> [WHAT THE TASK REQUIRES]: Scale the point coordinates in the answers of all the rows below by 2.05, rounding to whole numbers with halves rounded up, and give every line again with the requests unchanged. Leave the pictures out.

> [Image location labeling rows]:

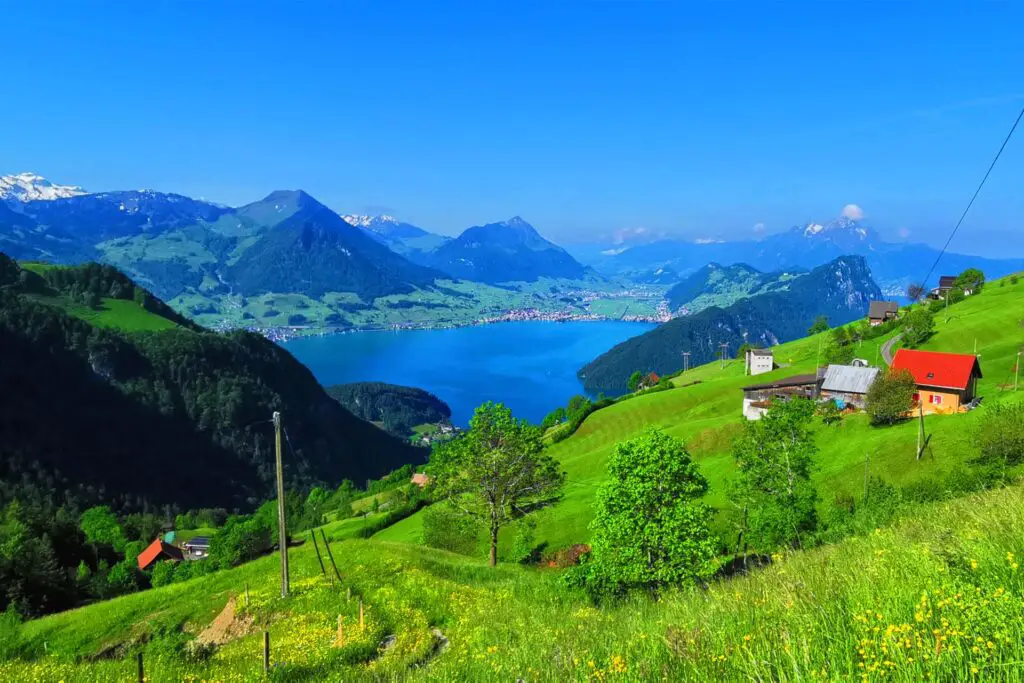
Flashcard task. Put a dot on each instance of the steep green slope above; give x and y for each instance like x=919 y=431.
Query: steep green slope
x=937 y=596
x=707 y=416
x=120 y=399
x=398 y=409
x=840 y=290
x=720 y=286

> [SOLUTION TO THE EXERCISE]:
Flashcard task. Put a dot on each instance of the steep green slope above; give x and y for each instance like x=919 y=431.
Query: steep green slope
x=1921 y=1222
x=1449 y=853
x=246 y=818
x=816 y=838
x=1722 y=595
x=1476 y=586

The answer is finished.